(Dataset records)

━━━━

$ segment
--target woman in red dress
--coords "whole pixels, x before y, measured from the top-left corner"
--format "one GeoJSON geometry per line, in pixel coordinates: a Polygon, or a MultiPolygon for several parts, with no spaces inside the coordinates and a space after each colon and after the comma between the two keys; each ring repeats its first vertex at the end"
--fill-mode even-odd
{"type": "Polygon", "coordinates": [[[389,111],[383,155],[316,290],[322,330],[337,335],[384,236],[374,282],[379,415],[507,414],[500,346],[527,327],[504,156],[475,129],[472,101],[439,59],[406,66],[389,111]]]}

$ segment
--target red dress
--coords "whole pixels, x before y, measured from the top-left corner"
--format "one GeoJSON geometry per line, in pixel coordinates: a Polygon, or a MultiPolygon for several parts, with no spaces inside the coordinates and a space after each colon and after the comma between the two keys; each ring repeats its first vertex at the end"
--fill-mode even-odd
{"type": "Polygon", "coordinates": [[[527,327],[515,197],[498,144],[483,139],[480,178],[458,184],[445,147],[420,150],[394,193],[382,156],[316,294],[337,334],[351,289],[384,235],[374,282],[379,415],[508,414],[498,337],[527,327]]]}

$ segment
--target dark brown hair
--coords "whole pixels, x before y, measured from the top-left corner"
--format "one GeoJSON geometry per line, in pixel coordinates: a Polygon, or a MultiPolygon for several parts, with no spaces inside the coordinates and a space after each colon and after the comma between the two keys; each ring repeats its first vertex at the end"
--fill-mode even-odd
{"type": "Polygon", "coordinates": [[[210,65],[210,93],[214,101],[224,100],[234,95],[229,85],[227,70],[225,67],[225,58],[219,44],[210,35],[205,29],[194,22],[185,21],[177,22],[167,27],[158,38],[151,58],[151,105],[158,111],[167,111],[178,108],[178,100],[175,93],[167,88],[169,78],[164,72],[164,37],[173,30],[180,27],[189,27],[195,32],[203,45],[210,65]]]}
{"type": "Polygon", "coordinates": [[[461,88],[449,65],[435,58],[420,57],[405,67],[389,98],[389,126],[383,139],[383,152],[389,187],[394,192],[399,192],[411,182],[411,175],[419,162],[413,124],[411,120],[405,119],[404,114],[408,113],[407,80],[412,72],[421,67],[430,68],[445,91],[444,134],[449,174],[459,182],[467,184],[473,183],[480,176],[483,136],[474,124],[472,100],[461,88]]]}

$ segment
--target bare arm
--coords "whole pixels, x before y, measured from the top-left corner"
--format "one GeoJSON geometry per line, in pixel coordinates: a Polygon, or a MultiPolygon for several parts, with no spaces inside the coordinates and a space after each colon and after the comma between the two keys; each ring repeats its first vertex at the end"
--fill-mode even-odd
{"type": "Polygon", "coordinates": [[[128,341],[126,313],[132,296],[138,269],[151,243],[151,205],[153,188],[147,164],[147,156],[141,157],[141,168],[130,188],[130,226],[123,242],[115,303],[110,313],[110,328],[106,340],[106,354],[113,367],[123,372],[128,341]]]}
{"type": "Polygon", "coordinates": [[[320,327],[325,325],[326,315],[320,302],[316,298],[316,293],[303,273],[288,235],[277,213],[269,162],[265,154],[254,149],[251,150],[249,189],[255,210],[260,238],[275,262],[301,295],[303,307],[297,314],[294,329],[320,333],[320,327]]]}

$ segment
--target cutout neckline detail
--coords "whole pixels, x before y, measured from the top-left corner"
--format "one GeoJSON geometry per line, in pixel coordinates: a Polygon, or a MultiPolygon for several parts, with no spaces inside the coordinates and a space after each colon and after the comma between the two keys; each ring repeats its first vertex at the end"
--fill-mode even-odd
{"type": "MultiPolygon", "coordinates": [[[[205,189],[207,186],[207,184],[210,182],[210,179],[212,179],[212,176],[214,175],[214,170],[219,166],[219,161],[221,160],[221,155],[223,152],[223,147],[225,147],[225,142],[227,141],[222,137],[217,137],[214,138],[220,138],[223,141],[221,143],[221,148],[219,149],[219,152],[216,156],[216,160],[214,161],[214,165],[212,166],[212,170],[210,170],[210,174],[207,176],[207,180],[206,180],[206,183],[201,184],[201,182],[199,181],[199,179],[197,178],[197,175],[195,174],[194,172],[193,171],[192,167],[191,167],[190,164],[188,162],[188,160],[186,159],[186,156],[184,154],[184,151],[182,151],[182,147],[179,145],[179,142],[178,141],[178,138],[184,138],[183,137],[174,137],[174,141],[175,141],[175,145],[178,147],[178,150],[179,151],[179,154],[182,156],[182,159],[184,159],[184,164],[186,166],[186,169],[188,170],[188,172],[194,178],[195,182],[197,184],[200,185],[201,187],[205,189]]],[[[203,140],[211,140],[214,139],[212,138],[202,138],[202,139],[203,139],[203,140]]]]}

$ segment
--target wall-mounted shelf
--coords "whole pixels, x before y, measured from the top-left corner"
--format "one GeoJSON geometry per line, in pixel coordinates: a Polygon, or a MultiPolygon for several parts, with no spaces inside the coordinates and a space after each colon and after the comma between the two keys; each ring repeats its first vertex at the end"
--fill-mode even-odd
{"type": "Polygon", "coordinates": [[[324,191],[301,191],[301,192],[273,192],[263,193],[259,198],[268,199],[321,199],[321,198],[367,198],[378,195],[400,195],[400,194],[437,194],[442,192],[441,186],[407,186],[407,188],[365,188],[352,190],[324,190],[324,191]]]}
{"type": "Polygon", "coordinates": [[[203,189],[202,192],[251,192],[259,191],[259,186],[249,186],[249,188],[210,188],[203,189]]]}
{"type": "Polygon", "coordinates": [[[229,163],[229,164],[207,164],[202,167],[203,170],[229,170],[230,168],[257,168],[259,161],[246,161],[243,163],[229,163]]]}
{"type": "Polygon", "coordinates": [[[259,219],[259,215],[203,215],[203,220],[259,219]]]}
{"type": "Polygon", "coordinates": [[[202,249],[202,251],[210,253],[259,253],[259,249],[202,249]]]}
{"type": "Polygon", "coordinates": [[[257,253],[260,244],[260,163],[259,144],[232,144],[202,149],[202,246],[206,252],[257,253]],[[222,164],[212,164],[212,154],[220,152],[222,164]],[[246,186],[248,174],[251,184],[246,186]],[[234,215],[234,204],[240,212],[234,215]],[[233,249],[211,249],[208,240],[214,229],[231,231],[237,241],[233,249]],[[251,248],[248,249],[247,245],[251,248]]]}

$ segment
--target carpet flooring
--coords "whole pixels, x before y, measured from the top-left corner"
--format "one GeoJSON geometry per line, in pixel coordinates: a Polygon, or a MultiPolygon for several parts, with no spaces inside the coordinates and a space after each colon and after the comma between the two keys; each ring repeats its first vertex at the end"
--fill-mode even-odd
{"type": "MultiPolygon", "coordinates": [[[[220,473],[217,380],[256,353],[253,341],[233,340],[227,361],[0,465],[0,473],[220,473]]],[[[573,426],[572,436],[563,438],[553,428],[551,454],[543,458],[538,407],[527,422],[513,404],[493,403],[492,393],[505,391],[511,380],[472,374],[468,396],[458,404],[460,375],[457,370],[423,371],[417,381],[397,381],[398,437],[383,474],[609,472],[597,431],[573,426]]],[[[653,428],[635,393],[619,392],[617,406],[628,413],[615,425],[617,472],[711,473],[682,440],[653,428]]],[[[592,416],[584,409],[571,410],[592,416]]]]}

━━━━

- TASK DESCRIPTION
How many lines in the material above contain the string "dress"? Matching is case-sensitive, and the reply is the number alone.

- COMPLETE ANSWER
2